# Part 4 - Parallel Training
In this section of the lab we will train a small fully connected neural network using the bottleneck features created in the previous part of the lab.


![Transfer Learning](../images/TLArch.png)

We will use TensorFlow's Keras API to define the network and run training. 

We will run training on Azure Batch AI GPU cluster. After the model is trained, it will be registered in AML Model Registry.

![AML Arch](../images/amlarch.png)



### Create training script

The script trains a simple network with one hidden layer. The input to the network is a vector of 2048 floating point numbers - the bottleneck features created in the previous step of the lab. The output layer consists of 6 units - representing six land type classes. To control overfitting the network uses a Dropout layer between the hidden layer and the output layer and L1 and L2 regularization in the output layer.

The number of units in the hidden layer, L1 and L2 values, and batch size are all tuneable hyperparameters. The Dropout ratio is fixed at 0.5.

Since the bottleneck feature files are small (as compared to original image datasets) they can be loaded into memory all at once. 

The trained model will be saved into the `./outputs` folder. This is one of the special folders in AML. The other one is the `./logs` folder. The content in these folders is automatically uploaded to the run history.

Photo object pointing entries
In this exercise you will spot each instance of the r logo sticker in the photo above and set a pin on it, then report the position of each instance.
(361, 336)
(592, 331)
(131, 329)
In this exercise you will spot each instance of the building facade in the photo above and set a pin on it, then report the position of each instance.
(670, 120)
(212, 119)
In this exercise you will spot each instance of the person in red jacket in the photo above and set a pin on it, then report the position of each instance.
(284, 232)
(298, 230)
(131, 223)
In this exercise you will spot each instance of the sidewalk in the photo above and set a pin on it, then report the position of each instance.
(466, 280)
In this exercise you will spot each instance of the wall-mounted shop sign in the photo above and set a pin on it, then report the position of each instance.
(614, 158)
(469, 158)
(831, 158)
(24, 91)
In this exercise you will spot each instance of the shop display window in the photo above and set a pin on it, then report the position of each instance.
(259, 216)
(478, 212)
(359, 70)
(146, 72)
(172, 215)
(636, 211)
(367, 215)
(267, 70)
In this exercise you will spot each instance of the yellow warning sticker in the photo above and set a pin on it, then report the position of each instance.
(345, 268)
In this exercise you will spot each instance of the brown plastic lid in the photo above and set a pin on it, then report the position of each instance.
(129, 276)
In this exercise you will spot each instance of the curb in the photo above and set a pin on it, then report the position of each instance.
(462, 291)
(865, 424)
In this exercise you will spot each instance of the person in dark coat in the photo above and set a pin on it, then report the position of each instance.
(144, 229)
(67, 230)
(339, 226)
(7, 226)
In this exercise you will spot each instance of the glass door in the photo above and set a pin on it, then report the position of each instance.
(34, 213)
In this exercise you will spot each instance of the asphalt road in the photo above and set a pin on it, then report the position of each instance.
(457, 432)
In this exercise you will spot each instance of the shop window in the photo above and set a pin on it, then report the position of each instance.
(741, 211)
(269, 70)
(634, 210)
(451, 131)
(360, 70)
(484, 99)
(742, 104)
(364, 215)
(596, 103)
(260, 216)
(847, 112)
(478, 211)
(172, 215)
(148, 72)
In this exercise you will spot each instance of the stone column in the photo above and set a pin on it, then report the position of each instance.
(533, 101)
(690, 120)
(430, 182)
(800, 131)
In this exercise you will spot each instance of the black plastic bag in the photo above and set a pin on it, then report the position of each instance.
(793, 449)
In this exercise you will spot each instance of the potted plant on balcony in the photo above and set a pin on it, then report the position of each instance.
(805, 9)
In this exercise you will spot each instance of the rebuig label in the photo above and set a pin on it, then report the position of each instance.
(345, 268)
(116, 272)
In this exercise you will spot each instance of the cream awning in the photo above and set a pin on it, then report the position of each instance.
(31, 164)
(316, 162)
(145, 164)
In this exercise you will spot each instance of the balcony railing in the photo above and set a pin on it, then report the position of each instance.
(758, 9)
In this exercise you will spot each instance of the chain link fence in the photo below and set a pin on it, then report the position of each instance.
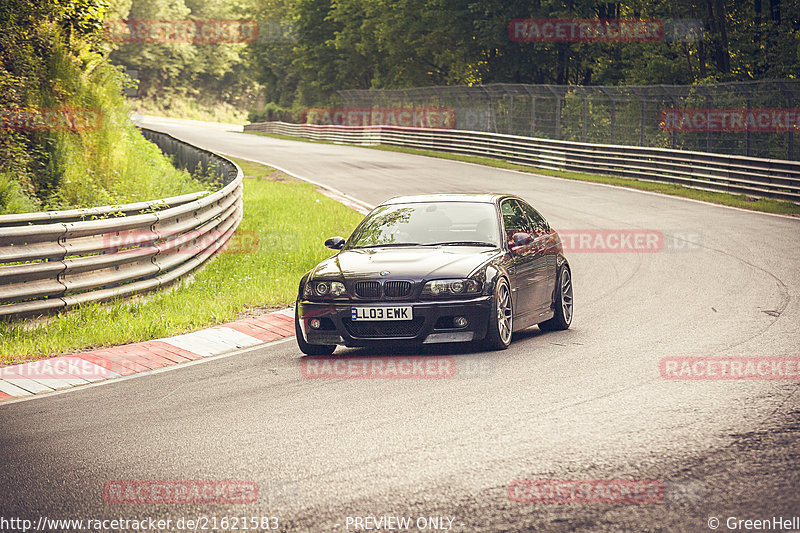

Exercises:
1. Retype the part of the parallel training lab text starting at "The number of" and ending at "all at once.".
2. Extend the parallel training lab text from where it stops.

Exercise answers:
1.
The number of units in the hidden layer, L1 and L2 values, and batch size are all tuneable hyperparameters. The Dropout ratio is fixed at 0.5.

Since the bottleneck feature files are small (as compared to original image datasets) they can be loaded into memory all at once.

2.
The script uses AML `Run` object to track two performane measures: **training accuracy** and **validation accuracy**. The metrics are captured at the end of each epoch.

#### Create a folder to hold the script

In [4]:
from azureml.core import Workspace

ws = Workspace.from_config()

Found the config file in: /home/demouser/repos/AML/aml_config/config.json


In [7]:
from azureml.core.model import Model
import os


model=Model(ws, 'aerial_keras')
model.download(target_dir = './aerial_keras')

'./aerial_keras/aerial_keras.h5'

In [9]:
model.get_model_path('aerial_keras')

'aerial_keras'

In [2]:
import os
script_folder = './script'
os.makedirs(script_folder, exist_ok=True)

#### Use Jupyter `%%writefile` magic to write the script


In [3]:
%%writefile $script_folder/fine-tune.py

import os
import tensorflow as tf
from tensorflow.keras.applications import resnet50
from tensorflow.keras.preprocessing import image
from tensorflow.keras.utils import to_categorical
from tensorflow.keras.models import Model
from tensorflow.keras.layers import Dense, GlobalAveragePooling2D, Dropout, Flatten, Input
from tensorflow.keras.regularizers import l1_l2

from azureml.core import Run

import numpy as np
import random
import h5py

import azureml.core as aml



# Create custom callback to track accuracy measures in AML Experiment
class RunCallback(tf.keras.callbacks.Callback):
    def __init__(self, run):
        self.run = run
        
    def on_epoch_end(self, batch, logs={}):
        self.run.log(name="training_acc", value=float(logs.get('acc')))
        self.run.log(name="validation_acc", value=float(logs.get('val_acc')))


# Returns a dataset based on a list of TFRecords files passsed as a parameters. 
def create_dataset(files, batch_size=32, prefetch_buffer_size=1, train=True, buffer_size=10000, num_parallel_calls=4):
    IMAGE_SHAPE = (224, 224, 3,)
    NUM_CLASSES = 6
          
    # Extract image and label from proto Example
    def _parse(example_proto):
        features = {'label': tf.FixedLenFeature((), tf.int64, default_value=0),
                    'image': tf.FixedLenFeature((), tf.string, default_value="")}
        parsed_features = tf.parse_single_example(example_proto, features)
        label = parsed_features['label']
        label = tf.one_hot(label, NUM_CLASSES)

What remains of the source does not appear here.